_WHAT IS BEING ASKED_.
Only a number is wanted: how many lines of the entries include the string "mailbox"?

[Items listed in a dataset]
****************

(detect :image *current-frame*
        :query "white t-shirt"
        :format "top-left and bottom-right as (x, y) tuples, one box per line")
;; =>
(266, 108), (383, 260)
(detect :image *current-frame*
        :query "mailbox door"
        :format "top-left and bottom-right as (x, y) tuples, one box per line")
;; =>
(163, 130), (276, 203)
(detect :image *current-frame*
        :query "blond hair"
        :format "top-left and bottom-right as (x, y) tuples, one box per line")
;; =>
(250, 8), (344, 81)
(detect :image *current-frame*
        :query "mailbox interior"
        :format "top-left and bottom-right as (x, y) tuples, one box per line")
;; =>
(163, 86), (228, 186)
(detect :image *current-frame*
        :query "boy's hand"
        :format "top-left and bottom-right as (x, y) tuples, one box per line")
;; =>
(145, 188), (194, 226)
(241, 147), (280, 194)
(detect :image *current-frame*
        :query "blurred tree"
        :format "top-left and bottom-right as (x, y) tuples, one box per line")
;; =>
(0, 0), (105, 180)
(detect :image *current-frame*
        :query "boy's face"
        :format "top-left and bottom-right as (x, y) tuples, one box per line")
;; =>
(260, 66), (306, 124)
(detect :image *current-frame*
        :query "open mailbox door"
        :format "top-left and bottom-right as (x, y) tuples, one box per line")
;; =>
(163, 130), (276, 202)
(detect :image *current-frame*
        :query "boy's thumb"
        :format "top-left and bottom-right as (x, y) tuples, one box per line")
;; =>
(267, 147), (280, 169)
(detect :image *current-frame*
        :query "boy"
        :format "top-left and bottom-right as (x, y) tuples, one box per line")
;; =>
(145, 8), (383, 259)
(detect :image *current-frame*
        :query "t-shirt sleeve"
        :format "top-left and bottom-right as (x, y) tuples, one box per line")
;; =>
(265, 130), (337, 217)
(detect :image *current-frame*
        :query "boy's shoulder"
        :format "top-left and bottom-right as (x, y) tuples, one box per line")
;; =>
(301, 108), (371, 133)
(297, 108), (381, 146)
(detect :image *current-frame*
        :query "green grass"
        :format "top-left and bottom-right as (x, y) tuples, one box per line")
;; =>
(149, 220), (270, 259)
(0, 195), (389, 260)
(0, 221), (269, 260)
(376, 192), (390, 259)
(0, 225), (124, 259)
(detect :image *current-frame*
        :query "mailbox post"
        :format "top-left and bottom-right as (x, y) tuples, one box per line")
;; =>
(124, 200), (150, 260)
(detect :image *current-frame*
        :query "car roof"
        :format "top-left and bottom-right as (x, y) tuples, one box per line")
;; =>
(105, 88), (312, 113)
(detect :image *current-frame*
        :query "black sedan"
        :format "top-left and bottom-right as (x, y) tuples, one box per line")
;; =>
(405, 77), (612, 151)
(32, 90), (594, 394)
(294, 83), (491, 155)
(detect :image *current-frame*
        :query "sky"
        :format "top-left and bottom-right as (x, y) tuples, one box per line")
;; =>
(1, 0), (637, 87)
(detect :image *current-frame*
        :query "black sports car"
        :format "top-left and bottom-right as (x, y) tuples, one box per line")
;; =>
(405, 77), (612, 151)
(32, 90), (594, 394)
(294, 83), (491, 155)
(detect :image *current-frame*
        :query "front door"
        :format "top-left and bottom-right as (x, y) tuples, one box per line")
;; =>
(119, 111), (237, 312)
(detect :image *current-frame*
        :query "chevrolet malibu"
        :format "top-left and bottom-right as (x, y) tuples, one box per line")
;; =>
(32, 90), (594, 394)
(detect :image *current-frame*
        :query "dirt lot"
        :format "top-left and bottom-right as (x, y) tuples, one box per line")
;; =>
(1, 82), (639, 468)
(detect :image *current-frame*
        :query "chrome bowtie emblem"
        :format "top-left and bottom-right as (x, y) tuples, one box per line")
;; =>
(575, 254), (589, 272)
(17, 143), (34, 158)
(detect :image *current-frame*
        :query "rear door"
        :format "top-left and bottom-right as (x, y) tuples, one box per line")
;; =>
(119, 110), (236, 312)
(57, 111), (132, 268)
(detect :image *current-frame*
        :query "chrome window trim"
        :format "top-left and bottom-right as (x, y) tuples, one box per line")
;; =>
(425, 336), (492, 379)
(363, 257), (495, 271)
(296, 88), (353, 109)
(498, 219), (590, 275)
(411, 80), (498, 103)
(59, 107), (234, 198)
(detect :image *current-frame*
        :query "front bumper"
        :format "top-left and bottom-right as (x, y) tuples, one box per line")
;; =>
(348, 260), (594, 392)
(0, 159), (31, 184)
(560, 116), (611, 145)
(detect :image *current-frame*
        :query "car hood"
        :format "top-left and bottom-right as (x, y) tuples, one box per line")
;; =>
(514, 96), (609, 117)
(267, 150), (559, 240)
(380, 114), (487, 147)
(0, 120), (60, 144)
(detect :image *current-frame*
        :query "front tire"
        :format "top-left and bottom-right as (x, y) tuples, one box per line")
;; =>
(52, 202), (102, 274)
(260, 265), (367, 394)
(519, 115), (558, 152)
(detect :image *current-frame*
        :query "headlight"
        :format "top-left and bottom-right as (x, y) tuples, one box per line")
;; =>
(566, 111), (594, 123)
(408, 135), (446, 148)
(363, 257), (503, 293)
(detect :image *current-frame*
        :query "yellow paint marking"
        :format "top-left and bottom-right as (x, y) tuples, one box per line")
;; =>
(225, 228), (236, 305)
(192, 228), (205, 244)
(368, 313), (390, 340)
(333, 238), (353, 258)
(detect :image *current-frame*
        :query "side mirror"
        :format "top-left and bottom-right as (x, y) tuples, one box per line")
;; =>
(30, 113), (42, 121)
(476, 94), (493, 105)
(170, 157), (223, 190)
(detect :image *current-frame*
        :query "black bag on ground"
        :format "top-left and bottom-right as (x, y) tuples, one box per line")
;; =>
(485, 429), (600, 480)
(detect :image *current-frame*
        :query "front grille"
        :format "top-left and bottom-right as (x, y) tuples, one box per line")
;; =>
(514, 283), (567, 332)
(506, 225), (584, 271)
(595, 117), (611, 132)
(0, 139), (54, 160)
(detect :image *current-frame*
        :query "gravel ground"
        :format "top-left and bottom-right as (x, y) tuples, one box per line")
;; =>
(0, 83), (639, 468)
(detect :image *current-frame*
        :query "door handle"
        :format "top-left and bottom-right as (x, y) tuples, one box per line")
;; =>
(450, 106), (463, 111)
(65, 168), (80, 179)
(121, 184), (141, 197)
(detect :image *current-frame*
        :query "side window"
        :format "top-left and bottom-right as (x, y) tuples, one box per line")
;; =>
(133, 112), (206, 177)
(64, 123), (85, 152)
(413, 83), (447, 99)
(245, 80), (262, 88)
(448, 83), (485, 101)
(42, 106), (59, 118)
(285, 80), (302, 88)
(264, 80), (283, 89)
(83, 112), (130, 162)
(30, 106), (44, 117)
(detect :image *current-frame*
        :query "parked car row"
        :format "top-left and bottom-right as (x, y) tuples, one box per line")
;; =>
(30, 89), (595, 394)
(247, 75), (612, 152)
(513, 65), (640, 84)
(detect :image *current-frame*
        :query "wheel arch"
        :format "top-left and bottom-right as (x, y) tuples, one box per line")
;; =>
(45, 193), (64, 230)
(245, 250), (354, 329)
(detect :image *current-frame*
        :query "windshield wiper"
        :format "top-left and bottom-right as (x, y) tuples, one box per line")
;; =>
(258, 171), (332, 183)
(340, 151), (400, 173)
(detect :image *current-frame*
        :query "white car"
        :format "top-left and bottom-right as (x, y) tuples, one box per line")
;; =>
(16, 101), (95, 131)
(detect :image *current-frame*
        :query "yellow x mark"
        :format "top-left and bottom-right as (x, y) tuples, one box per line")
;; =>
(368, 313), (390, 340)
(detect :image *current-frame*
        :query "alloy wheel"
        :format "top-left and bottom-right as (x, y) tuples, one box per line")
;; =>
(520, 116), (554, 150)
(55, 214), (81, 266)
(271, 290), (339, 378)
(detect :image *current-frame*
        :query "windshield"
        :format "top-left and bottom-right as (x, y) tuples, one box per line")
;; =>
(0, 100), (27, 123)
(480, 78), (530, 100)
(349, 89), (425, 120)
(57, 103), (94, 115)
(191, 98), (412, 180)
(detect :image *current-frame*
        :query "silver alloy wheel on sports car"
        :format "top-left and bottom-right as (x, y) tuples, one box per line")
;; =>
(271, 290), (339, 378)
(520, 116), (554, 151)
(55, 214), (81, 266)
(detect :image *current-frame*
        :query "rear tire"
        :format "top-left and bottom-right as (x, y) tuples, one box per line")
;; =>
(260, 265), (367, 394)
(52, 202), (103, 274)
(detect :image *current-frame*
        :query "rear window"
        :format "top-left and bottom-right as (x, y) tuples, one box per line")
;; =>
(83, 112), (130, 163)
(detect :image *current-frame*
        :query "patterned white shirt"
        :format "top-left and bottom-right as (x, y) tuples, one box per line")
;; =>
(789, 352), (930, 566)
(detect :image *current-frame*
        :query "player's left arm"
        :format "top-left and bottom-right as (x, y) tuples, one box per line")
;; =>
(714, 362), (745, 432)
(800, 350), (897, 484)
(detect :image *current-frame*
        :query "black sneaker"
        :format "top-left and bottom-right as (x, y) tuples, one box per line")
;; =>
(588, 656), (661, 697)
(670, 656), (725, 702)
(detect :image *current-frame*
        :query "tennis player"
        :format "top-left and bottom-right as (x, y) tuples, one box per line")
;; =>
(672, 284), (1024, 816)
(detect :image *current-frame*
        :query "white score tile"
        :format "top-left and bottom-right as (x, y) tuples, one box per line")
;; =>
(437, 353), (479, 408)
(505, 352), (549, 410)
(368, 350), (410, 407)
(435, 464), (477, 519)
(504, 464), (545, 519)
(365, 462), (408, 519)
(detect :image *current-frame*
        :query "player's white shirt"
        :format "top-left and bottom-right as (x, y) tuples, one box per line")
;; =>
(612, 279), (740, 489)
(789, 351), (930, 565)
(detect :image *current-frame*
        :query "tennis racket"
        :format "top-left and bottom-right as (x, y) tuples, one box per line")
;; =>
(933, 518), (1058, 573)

****************

_RESULT_.
4